● **Problem to work on**:
Lines that include "jersey" make up the answer; copy all of them from the data below.

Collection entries
........

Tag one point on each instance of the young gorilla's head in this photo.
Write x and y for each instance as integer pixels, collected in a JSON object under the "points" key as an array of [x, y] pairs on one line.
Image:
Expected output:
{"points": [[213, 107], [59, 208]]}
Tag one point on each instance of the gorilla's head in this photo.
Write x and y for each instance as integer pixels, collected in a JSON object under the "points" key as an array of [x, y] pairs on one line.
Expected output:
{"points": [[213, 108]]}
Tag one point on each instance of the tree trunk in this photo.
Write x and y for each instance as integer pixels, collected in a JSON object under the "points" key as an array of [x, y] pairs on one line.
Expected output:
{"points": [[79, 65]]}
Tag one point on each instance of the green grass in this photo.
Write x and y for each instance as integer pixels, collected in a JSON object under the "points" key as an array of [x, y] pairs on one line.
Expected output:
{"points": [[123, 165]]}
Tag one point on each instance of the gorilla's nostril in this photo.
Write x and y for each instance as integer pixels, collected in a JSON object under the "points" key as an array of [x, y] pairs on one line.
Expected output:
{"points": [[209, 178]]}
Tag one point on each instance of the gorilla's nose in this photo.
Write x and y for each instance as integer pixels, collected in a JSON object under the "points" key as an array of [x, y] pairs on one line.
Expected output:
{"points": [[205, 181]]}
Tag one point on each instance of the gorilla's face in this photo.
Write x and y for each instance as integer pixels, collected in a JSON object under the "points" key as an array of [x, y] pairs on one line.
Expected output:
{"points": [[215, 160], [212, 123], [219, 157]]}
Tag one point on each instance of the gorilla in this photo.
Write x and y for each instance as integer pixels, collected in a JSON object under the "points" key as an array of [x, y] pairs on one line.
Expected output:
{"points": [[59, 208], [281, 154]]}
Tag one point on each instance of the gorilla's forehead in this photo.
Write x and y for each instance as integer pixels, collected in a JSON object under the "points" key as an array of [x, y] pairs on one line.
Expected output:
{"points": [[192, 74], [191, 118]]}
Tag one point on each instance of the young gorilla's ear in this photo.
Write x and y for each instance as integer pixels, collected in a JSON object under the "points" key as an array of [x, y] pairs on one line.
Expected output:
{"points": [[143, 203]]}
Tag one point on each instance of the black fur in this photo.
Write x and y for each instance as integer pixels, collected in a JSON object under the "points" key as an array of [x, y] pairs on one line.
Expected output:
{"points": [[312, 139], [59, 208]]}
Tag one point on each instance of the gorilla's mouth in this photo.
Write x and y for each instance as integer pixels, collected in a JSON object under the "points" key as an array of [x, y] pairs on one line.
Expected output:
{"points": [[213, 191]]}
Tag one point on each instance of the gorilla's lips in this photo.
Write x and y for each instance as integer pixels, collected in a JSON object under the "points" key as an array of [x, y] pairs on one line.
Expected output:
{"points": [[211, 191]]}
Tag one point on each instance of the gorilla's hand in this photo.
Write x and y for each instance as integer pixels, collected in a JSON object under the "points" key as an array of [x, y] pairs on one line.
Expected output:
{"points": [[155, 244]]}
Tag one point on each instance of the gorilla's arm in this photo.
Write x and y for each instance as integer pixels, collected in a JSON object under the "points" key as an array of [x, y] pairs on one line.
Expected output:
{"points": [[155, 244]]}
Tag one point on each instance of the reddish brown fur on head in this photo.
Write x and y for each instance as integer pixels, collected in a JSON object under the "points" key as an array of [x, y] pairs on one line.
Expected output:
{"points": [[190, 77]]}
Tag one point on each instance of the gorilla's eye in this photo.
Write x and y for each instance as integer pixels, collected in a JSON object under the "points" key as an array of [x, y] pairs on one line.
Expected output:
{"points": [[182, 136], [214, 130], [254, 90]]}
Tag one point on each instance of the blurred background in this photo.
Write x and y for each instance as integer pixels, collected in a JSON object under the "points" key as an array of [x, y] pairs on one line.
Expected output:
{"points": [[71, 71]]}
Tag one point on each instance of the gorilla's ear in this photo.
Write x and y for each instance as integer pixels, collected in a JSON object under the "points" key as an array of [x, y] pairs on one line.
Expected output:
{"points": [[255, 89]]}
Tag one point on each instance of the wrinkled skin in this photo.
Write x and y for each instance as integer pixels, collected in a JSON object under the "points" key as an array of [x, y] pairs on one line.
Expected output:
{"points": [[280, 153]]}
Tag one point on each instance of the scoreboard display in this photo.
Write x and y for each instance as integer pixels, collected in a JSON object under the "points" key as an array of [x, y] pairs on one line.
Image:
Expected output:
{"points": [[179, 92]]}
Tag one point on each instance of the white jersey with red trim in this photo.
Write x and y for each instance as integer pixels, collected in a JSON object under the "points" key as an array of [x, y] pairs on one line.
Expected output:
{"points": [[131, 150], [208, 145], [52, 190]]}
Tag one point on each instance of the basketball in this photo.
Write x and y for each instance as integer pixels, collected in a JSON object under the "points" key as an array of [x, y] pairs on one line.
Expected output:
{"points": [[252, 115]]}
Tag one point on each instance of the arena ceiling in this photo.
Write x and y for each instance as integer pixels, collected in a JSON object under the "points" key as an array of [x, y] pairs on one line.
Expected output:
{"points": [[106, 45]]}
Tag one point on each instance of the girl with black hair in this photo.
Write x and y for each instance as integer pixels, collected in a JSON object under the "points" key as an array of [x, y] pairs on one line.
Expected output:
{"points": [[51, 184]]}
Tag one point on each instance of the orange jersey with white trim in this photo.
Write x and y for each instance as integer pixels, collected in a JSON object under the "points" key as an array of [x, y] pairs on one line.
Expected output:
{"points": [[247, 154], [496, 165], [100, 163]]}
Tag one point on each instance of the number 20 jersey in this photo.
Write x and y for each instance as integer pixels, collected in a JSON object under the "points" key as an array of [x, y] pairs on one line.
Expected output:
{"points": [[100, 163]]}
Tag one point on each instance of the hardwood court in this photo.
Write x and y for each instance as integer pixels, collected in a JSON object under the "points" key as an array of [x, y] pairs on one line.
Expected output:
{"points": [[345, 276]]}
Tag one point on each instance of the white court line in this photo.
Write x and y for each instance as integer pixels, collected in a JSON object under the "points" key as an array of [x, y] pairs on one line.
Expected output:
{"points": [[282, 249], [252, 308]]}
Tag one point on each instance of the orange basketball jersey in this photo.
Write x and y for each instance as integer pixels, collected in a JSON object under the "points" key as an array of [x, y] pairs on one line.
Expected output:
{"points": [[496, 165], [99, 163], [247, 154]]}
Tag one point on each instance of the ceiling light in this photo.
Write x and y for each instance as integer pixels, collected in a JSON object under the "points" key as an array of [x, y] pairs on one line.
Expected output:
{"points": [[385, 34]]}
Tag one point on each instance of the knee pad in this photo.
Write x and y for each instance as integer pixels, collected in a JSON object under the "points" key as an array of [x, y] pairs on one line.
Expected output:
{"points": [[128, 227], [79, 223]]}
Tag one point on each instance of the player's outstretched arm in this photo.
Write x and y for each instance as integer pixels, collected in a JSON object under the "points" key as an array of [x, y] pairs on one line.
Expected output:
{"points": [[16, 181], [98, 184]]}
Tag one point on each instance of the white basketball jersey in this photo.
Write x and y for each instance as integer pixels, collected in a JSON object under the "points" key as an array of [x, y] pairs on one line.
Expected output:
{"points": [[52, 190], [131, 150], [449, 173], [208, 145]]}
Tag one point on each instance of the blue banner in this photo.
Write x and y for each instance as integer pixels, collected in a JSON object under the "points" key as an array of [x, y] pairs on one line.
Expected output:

........

● **Answer section**:
Tag one point on each instance of the white jersey with red trim in this photo.
Tag one point on each instance of the orange jersey with white trim in this photo.
Tag one point on each instance of the number 20 jersey in this photo.
Tag one point on each instance of the orange basketball jersey in this photo.
Tag one point on each instance of the white basketball jersey in this photo.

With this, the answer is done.